### [WHAT IS REQUIRED]
Switch "leash clip" to "harness buckle" in the data that opens at the very start and closes with the line containing "column 693, row 242", and give that part again with nothing else changed. Leave the pictures out of your answer.

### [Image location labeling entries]
■ ■ ■ ■ ■

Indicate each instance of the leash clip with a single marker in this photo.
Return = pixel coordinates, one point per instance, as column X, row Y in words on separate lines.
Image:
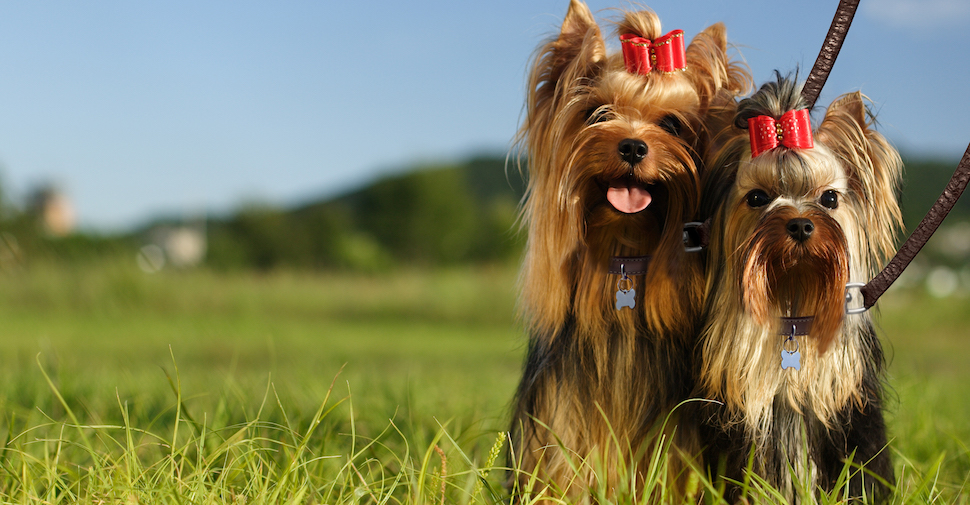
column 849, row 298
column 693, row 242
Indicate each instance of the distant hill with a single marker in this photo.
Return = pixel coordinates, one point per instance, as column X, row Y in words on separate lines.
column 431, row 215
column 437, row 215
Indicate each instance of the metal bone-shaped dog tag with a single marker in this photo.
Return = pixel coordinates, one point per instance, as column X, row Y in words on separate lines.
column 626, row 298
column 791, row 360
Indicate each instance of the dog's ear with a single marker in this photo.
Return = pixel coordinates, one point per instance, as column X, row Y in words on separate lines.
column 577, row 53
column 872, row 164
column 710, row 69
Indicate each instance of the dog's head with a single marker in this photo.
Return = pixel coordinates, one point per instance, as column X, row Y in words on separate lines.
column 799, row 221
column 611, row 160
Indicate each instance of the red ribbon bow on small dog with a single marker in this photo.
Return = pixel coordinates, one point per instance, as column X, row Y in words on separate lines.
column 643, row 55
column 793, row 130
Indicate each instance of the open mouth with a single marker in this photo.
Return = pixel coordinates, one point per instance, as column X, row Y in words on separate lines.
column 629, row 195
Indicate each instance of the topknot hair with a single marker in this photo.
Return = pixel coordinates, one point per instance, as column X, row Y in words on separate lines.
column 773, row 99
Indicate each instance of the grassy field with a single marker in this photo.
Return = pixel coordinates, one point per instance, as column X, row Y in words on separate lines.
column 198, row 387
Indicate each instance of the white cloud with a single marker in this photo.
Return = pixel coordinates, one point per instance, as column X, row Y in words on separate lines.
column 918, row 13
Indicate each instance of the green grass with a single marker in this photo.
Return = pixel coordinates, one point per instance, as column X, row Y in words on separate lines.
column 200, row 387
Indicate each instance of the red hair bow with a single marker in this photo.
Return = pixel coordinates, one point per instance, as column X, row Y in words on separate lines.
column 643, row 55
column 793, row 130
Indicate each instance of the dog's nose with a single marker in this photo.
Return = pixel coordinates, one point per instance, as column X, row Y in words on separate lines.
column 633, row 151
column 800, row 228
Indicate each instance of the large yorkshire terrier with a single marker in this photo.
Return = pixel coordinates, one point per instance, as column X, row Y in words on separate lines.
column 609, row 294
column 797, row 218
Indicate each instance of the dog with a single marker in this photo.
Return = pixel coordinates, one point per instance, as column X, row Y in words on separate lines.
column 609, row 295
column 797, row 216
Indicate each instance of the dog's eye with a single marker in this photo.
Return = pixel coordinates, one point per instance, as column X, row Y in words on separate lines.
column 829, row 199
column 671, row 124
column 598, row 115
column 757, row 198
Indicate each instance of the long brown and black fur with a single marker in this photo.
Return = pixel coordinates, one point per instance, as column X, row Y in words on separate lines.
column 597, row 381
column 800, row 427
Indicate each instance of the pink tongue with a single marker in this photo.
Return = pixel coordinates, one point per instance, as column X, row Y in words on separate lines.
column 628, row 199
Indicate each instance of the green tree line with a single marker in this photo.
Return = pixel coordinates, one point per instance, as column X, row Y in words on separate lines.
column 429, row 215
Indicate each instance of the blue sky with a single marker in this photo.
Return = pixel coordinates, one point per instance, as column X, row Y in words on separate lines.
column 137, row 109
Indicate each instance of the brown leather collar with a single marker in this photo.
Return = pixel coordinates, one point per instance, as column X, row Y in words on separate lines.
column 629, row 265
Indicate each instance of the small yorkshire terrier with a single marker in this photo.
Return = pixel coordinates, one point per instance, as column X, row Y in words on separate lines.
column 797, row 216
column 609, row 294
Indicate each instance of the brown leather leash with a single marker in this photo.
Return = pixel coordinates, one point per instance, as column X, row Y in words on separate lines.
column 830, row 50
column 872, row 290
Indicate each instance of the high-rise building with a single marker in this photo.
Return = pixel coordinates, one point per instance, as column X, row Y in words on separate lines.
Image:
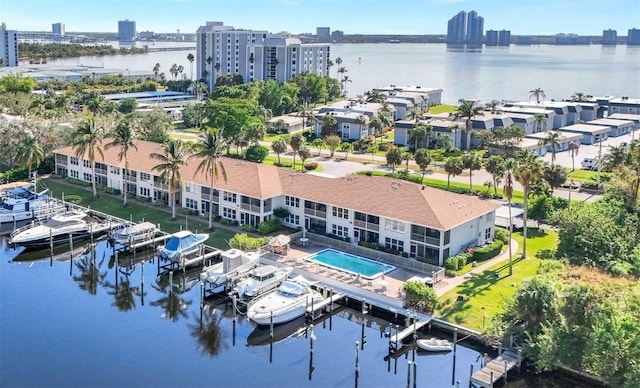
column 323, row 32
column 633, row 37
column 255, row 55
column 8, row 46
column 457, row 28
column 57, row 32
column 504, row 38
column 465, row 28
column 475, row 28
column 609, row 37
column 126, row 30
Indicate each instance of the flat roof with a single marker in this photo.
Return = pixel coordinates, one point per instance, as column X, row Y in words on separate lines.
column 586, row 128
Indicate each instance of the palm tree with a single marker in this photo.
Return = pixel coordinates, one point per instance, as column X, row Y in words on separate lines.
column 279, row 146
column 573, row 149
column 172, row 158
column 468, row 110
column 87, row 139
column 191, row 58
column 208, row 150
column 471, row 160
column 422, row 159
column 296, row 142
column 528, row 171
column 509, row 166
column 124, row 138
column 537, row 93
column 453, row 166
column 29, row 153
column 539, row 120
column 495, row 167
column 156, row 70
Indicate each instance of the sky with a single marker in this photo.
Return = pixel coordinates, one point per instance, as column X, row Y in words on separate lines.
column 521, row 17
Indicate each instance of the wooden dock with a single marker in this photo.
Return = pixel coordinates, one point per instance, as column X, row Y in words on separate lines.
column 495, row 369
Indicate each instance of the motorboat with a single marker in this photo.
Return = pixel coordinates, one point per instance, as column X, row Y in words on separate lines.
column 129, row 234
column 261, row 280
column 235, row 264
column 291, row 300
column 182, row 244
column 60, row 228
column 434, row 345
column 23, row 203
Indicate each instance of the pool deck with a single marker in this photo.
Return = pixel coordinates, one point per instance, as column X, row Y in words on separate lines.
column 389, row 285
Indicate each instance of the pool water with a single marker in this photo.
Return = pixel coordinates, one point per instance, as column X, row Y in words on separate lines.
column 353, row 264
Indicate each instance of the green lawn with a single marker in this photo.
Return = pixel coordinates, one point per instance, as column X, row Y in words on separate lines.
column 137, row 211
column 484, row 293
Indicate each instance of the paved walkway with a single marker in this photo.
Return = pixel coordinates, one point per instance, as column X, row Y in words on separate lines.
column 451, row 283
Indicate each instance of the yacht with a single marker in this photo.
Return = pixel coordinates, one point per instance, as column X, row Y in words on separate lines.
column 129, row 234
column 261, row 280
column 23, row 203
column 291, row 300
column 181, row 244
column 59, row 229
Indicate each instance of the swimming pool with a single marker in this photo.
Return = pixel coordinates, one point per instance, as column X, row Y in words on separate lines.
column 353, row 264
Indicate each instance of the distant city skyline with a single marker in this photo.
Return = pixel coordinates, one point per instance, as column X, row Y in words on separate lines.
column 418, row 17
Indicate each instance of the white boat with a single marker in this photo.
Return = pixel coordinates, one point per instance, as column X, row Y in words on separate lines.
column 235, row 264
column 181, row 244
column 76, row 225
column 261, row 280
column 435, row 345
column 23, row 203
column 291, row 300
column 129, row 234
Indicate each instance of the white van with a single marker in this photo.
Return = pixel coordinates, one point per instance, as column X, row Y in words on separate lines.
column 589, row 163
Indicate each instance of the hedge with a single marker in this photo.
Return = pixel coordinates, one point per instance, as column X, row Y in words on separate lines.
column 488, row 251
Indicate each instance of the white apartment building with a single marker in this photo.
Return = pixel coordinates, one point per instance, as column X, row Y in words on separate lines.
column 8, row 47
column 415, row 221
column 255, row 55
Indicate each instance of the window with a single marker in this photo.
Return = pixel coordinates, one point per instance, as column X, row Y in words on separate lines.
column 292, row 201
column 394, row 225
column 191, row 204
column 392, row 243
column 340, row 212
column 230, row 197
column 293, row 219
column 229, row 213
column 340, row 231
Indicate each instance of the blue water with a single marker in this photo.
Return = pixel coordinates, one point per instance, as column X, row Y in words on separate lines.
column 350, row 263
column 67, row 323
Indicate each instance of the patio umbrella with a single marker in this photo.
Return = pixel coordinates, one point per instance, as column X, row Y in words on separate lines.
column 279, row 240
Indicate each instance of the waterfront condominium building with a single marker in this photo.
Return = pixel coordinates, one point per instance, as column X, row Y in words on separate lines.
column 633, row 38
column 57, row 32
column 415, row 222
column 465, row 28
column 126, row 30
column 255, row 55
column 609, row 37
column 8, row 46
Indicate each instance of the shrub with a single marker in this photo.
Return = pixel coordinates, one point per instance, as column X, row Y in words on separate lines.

■ ■ ■ ■ ■

### [WRITTEN ANSWER]
Indicate each instance of the harness buckle with a single marker in this photo.
Return = pixel coordinates, one point per instance, as column X, row Y in words on separate lines.
Image:
column 849, row 298
column 693, row 242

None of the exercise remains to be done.